_TASK TO COMPLETE_:
Please write out the complete listing that follows, exactly as it reads.

_DATA SHOWN_:
- - -

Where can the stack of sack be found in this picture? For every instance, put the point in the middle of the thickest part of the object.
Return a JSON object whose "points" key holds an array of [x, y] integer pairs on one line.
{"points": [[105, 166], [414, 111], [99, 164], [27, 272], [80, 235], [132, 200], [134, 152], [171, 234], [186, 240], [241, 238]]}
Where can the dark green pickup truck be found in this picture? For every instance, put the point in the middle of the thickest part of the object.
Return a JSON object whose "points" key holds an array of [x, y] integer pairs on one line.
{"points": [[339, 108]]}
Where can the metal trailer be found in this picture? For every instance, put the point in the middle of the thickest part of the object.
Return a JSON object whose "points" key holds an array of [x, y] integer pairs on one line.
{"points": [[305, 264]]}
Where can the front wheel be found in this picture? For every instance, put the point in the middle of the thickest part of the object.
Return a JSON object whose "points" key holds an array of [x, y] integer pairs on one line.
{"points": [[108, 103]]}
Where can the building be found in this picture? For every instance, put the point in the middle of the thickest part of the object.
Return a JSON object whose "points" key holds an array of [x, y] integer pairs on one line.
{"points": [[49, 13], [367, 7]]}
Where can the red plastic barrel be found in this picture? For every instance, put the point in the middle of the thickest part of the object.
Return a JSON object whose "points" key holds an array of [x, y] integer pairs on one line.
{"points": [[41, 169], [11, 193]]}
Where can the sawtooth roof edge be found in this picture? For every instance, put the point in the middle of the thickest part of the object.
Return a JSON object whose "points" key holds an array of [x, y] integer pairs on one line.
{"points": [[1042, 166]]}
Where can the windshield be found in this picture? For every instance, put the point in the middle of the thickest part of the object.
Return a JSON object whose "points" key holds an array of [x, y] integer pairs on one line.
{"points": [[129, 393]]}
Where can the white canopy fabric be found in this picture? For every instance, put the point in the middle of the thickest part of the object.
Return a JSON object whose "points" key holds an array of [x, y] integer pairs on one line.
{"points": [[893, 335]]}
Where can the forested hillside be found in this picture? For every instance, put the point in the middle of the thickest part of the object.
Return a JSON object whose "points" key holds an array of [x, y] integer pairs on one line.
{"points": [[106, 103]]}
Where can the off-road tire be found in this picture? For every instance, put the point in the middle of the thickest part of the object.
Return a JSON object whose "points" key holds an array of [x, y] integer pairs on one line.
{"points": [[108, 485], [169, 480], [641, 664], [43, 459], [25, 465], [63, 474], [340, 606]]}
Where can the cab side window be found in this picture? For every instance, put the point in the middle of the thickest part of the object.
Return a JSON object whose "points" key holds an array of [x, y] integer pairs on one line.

- - -

_OUTPUT OF THE EXERCISE_:
Where can the stack of sack be found in this picture? For every instance, put the point in the middle of the thickest part of the object.
Return a JSON object whose "points" key holds an array of [x, y] integer pairs on one line.
{"points": [[105, 166], [414, 111], [99, 164], [27, 272], [80, 235], [132, 200], [134, 152], [171, 234], [186, 240], [241, 238]]}
Where can the dark green pickup truck be found in this picture? For every instance, put the point in the middle of the thickest part of the object.
Return a JSON object whose "points" key holds an array of [x, y] integer pairs on one line.
{"points": [[339, 108]]}
Where can the metal trailer be found in this picture? For every instance, put the point in the middle of the thickest part of the object.
Return a JSON object whose "points" key holds an array of [x, y] integer pairs on one line.
{"points": [[305, 264]]}
Where can the front wheel be found in this picture? For every instance, put the point in the middle of the thickest part of the object.
Return a JSON object whose "points" key holds an array of [x, y] integer pairs on one line.
{"points": [[108, 103]]}
Where can the building be found in this picture? For every instance, put the point in the middle of the thickest part of the object.
Return a JSON object whose "points" key holds an array of [x, y] integer pairs on one line.
{"points": [[49, 13], [367, 7]]}
Where can the red plastic barrel be found in this picture? For every instance, put the point in the middle of the thickest part of the object.
Return a JSON object whose "points" key holds an array of [x, y] integer pairs on one line.
{"points": [[41, 169], [11, 193]]}
Where can the sawtooth roof edge be found in this picture? For every instance, put the point in the middle of the thickest part of the object.
Return a JSON object whose "points" key holds an array of [x, y] integer pairs on one line.
{"points": [[1042, 166]]}
Where can the windshield be found in this picture? For every instance, put the point in the middle of the thickest part of the object.
Return a JSON object whose "points" key holds an array of [x, y] integer pairs on one line.
{"points": [[129, 393]]}
Where can the white canopy fabric be found in this picture? For every instance, put the point in the middle of the thickest part of the object.
Return a JSON object whose "points" key holds an array of [x, y] integer pairs on one line.
{"points": [[893, 335]]}
Where can the forested hillside be found in this picture? For every instance, put the point in the middle of the thickest part of the object.
Return a JSON object whose "points" key holds an array of [x, y] integer pairs on one line.
{"points": [[106, 103]]}
Where can the off-road tire be found in this picture? For every instance, put the point in the middle of the thickest part of the object.
Return a JSON object whose "points" key holds an array of [x, y] integer pairs on one line.
{"points": [[108, 485], [169, 480], [641, 664], [43, 459], [25, 465], [63, 474], [340, 606]]}
Where can the cab side window be found in this picture? For every instance, put the point in the middle of the thickest part of the object.
Return a JSON object whose "points" key holds an array of [x, y] integer pairs on one line.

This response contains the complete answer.